STATED PROBLEM >> Rewrite every one of the following entries as a numbered list, dropping any blank lines.

DATA FOR PROCESSING >>
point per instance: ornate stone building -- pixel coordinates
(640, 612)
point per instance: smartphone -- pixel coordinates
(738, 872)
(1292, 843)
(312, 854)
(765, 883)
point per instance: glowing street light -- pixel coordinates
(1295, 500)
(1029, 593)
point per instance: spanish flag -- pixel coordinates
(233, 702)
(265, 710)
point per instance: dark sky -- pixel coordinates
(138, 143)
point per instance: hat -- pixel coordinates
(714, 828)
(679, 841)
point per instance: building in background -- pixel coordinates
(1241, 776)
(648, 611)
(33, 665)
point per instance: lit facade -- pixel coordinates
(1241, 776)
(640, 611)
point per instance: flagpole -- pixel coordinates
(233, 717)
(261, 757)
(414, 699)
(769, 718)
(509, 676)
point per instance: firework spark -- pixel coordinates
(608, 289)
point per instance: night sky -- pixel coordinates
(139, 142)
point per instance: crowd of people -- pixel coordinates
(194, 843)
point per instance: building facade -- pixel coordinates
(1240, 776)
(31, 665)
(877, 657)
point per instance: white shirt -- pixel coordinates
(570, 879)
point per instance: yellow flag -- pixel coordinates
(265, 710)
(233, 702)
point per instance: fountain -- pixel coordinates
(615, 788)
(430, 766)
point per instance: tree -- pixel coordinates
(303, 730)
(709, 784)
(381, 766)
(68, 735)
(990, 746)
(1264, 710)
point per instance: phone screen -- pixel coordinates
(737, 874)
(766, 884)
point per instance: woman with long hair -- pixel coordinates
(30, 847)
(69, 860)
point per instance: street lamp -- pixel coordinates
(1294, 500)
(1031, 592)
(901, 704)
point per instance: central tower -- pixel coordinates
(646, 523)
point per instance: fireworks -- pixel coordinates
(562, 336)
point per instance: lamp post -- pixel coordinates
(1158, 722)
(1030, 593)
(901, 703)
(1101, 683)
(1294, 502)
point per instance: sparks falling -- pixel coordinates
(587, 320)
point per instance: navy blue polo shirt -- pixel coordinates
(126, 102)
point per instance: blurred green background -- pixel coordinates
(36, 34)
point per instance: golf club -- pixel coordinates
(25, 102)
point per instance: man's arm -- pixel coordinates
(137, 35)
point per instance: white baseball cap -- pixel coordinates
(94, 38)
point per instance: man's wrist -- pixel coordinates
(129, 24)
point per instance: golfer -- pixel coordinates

EXERCISE RESPONSE >>
1. point per instance: ornate stone building -- pixel coordinates
2. (640, 612)
3. point per instance: smartphone -- pixel coordinates
4. (738, 872)
5. (1292, 843)
6. (312, 854)
7. (765, 883)
8. point per instance: glowing street light -- pixel coordinates
9. (1295, 500)
10. (1029, 593)
11. point per instance: spanish flag -- pixel coordinates
12. (233, 702)
13. (265, 710)
14. point per instance: dark sky -- pixel coordinates
15. (138, 143)
16. point per instance: hat -- pixel coordinates
17. (714, 828)
18. (679, 841)
19. point per instance: building in background -- pixel coordinates
20. (1241, 776)
21. (648, 611)
22. (33, 665)
23. point per instance: lit facade -- pixel coordinates
24. (1241, 776)
25. (640, 611)
26. point per instance: flagpole -- pixel coordinates
27. (233, 717)
28. (261, 757)
29. (414, 699)
30. (769, 718)
31. (509, 676)
32. point per instance: firework spark -- pixel coordinates
33. (608, 289)
34. point per instance: night sky -- pixel coordinates
35. (139, 142)
36. point per instance: crowd of people -- pixel coordinates
37. (194, 843)
38. point per instance: building facade -- pixel coordinates
39. (1240, 776)
40. (31, 665)
41. (877, 657)
42. point per instance: white shirt -- pixel coordinates
43. (570, 879)
44. point per instance: yellow flag -- pixel coordinates
45. (265, 710)
46. (233, 702)
47. point per instance: fountain -- pixel coordinates
48. (615, 788)
49. (430, 766)
50. point per instance: tree -- pixel coordinates
51. (303, 730)
52. (709, 784)
53. (381, 766)
54. (68, 735)
55. (990, 746)
56. (1264, 710)
57. point per instance: phone screen -- pixel coordinates
58. (737, 874)
59. (766, 884)
60. point per instance: woman with long hair -- pixel coordinates
61. (30, 847)
62. (69, 860)
63. point per instance: street lamp -- pixel coordinates
64. (1294, 500)
65. (1031, 592)
66. (901, 704)
67. point per instance: central tower -- pixel coordinates
68. (646, 523)
69. point per instance: fireworks -- pixel coordinates
70. (562, 336)
71. point per instance: lamp post -- pixel coordinates
72. (1158, 722)
73. (1030, 593)
74. (901, 703)
75. (1101, 683)
76. (1294, 502)
77. point per instance: sparks falling -- pixel coordinates
78. (587, 320)
79. point per instance: navy blue polo shirt -- pixel coordinates
80. (126, 102)
81. point per instance: blurred green background -- pixel coordinates
82. (36, 34)
83. point per instance: golf club -- pixel coordinates
84. (25, 102)
85. point per instance: man's arm -- pixel coordinates
86. (137, 35)
87. point per instance: white baseball cap -- pixel coordinates
88. (94, 38)
89. point per instance: man's wrist -- pixel coordinates
90. (129, 24)
91. point per instance: golfer -- pixel coordinates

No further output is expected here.